**** Supplied entries ****
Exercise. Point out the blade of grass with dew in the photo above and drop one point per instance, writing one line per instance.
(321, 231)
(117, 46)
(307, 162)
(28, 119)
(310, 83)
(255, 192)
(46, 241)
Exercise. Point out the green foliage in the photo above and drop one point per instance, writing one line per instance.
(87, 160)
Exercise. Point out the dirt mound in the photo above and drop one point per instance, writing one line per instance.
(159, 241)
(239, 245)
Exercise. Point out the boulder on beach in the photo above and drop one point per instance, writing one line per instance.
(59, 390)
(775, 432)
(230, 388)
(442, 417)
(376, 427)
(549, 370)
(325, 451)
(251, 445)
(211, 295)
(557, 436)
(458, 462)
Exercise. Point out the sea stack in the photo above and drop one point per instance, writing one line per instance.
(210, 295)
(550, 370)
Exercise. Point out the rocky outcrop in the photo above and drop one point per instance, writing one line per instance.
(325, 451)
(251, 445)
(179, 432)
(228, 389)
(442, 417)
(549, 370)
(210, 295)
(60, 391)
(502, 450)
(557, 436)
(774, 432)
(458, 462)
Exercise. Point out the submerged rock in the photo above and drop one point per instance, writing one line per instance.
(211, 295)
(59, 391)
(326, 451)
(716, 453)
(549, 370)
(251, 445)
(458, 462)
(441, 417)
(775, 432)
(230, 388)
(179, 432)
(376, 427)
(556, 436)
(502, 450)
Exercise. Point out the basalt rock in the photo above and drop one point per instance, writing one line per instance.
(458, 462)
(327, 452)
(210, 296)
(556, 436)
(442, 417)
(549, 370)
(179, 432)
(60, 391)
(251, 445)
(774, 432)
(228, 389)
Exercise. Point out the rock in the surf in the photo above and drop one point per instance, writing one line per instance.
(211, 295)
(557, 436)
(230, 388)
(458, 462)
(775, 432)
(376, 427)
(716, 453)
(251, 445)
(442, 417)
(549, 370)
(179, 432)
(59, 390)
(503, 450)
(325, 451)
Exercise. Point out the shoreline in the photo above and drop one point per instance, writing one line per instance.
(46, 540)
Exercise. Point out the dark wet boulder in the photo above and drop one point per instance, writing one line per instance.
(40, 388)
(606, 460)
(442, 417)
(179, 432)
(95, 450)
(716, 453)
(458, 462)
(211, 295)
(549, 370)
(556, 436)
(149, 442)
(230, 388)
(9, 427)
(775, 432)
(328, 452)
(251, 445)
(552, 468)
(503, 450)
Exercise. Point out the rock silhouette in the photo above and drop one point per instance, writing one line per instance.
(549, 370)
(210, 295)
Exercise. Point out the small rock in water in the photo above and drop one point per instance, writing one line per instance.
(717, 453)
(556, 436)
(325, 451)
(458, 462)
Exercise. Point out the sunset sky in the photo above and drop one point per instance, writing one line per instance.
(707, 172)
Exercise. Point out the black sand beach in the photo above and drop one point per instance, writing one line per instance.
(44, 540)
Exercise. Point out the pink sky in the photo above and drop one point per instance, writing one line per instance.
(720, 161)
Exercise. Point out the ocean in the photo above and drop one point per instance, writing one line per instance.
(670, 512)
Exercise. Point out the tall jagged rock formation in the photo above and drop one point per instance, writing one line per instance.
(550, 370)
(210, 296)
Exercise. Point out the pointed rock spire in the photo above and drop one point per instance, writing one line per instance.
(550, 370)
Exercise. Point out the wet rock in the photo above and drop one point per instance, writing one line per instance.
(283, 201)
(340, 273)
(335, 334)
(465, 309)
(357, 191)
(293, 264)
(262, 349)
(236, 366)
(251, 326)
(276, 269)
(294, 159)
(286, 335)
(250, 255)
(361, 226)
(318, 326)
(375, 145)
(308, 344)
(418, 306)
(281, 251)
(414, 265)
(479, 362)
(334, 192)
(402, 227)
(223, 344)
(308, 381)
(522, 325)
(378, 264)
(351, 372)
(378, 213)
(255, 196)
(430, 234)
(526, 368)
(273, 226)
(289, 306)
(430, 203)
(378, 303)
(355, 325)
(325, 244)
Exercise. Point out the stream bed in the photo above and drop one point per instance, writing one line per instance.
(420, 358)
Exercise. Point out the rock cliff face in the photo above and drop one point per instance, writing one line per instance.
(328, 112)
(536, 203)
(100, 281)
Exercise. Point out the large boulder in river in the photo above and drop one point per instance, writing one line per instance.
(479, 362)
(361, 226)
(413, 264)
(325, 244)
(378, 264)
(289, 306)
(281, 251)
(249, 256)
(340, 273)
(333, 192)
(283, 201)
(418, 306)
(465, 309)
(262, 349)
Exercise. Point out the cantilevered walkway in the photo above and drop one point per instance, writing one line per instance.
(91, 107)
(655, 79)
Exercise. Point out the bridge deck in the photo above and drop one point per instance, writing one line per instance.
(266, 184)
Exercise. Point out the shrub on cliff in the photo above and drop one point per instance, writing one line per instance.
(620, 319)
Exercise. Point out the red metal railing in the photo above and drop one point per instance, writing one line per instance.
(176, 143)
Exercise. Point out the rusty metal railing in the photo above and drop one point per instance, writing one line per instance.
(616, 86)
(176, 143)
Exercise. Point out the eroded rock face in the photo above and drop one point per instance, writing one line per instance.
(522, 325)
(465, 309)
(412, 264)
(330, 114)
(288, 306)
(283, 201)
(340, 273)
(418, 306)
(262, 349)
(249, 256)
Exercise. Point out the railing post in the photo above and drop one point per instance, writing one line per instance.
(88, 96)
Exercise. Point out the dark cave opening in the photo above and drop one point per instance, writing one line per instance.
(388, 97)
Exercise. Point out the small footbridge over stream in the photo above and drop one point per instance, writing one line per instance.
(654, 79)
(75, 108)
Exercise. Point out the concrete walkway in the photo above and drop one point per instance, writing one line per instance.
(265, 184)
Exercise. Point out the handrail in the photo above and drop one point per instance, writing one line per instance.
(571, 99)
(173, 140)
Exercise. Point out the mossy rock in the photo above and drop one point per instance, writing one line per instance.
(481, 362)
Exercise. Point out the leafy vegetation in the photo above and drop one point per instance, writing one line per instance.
****
Problem statement »
Copy out all of the lines above exactly.

Solved exercise »
Exercise. Point out the blade of grass with dew in the photo above and drop one point per instance, writing one line per instance.
(321, 231)
(117, 46)
(307, 162)
(28, 119)
(310, 83)
(255, 192)
(46, 241)
Exercise. Point out the green foliage in the photo above and drop one point per instance, writing one line per instance.
(87, 160)
Exercise. Point out the dirt mound in the photo above and drop one point per instance, writing one line per instance.
(159, 241)
(239, 245)
Exercise. Point out the boulder on beach in the photo above and drop one point per instance, writing one line per instance.
(59, 390)
(775, 432)
(230, 388)
(442, 417)
(376, 427)
(549, 370)
(325, 451)
(251, 445)
(211, 295)
(557, 436)
(458, 462)
Exercise. Point out the sea stack in the photo above and drop one point per instance, writing one line per instance.
(210, 295)
(550, 370)
Exercise. Point out the rocky outcrop in the photo above and drop one point per instance, writing one line per instance.
(325, 451)
(251, 445)
(179, 432)
(228, 389)
(442, 417)
(549, 370)
(210, 295)
(60, 391)
(502, 450)
(557, 436)
(774, 432)
(458, 462)
Exercise. Point out the submerged rock in the photo above and drop one point per instance, writing one line per instance.
(211, 295)
(59, 391)
(326, 451)
(716, 453)
(549, 370)
(251, 445)
(458, 462)
(441, 417)
(775, 432)
(230, 388)
(179, 432)
(376, 427)
(556, 436)
(502, 450)
Exercise. Point out the basalt rock in the photo above and drop one point per instance, writing one line per instance.
(458, 462)
(327, 452)
(210, 296)
(556, 436)
(442, 417)
(549, 370)
(179, 432)
(60, 391)
(251, 445)
(774, 432)
(228, 389)
Exercise. Point out the rock in the surf in the photo above and drop one point per instance, writing one line per instance.
(211, 295)
(557, 436)
(230, 388)
(458, 462)
(775, 432)
(376, 427)
(716, 453)
(251, 445)
(442, 417)
(549, 370)
(179, 432)
(59, 390)
(503, 450)
(325, 451)
Exercise. Point out the shoreline in the photo above and drop one point per instance, writing one line per instance.
(46, 540)
Exercise. Point out the dark wet boulder in the photo above and drop one point per instance, writing one line per instance.
(40, 388)
(606, 460)
(442, 417)
(179, 432)
(95, 450)
(716, 453)
(458, 462)
(211, 295)
(549, 370)
(556, 436)
(149, 442)
(230, 388)
(9, 427)
(775, 432)
(328, 452)
(251, 445)
(552, 468)
(503, 450)
Exercise. Point out the rock silhouette in the photo above and drop one point per instance, writing one line per instance.
(549, 370)
(210, 295)
Exercise. Point out the small rock in water in the photo above and drop one point per instance, writing one line per instance.
(717, 453)
(556, 436)
(325, 451)
(458, 462)
Exercise. Point out the sunset sky in the photo above and drop one point per instance, writing one line per instance.
(707, 172)
Exercise. Point out the black sand beach in the photo above and drop one point per instance, writing one line per instance.
(44, 540)
Exercise. Point out the pink sky in the photo above and drop one point per instance, writing one line per instance.
(720, 161)
Exercise. Point out the ocean in the photo above and drop one point per instance, writing one line per instance.
(670, 512)
Exercise. Point out the tall jagged rock formation in the photo above and drop one point per instance, writing one line per instance.
(550, 370)
(210, 296)
Exercise. Point out the pointed rock spire in the photo above and drop one point per instance, writing one line per instance.
(550, 370)
Exercise. Point out the wet rock in the photo above and drop one point per instance, writing one line per instance.
(283, 201)
(340, 273)
(335, 334)
(465, 309)
(357, 191)
(293, 264)
(262, 349)
(236, 366)
(251, 326)
(276, 269)
(294, 159)
(286, 335)
(250, 255)
(361, 226)
(318, 326)
(375, 145)
(308, 344)
(418, 306)
(281, 251)
(414, 265)
(479, 362)
(334, 192)
(402, 227)
(223, 344)
(308, 381)
(522, 325)
(378, 264)
(351, 372)
(378, 213)
(255, 196)
(430, 234)
(526, 368)
(273, 226)
(289, 306)
(430, 203)
(378, 303)
(355, 325)
(325, 244)
Exercise. Point out the stream bed in the photo above and drop one point per instance, writing one line per instance.
(420, 358)
Exercise. Point out the rock cliff face in the photo above and drop one point per instance, writing one line per instance.
(328, 112)
(536, 203)
(100, 281)
Exercise. Point out the large boulder in river in the photo above and drop one point per instance, writing one line per instance.
(479, 362)
(361, 226)
(413, 264)
(325, 244)
(378, 264)
(289, 306)
(281, 251)
(249, 256)
(340, 273)
(333, 192)
(283, 201)
(418, 306)
(465, 309)
(262, 349)
Exercise. Point out the cantilevered walkway in the photo above and drop one point per instance, writing one line per instance.
(91, 107)
(655, 79)
Exercise. Point out the bridge deck in the photo above and drop one point per instance, writing one line per instance.
(266, 184)
Exercise. Point out the shrub on cliff in the photo above and drop one point per instance, writing one line per instance.
(620, 319)
Exercise. Point out the red metal railing in the photo above and drop one point per instance, writing one line per instance.
(176, 143)
Exercise. Point out the rusty metal railing in the photo above and drop one point per instance, writing one line per instance.
(616, 86)
(176, 143)
Exercise. Point out the eroded rock face in the photo above and drop one point per instance, writing one line per instance.
(522, 325)
(465, 309)
(412, 264)
(330, 114)
(288, 306)
(283, 201)
(340, 273)
(418, 306)
(262, 349)
(249, 256)
Exercise. Point out the railing post in the photo above and drop one point per instance, writing one line per instance.
(88, 96)
Exercise. Point out the dark cave opening in the photo above and drop one point per instance, writing one line per instance.
(388, 97)
Exercise. Point out the small footbridge over stream in the photo above and drop one point per instance, writing one line per instance.
(654, 79)
(75, 108)
Exercise. Point out the concrete walkway in the photo above and drop one point per instance, writing one line per instance.
(265, 184)
Exercise. Point out the handrail in the photo above and drop one point per instance, writing one line per instance.
(571, 99)
(173, 140)
Exercise. Point out the mossy rock in the photo above and drop one point per instance, writing one line per instance.
(481, 362)
Exercise. Point out the leafy vegetation in the photo above and drop one point per instance, writing one line per instance.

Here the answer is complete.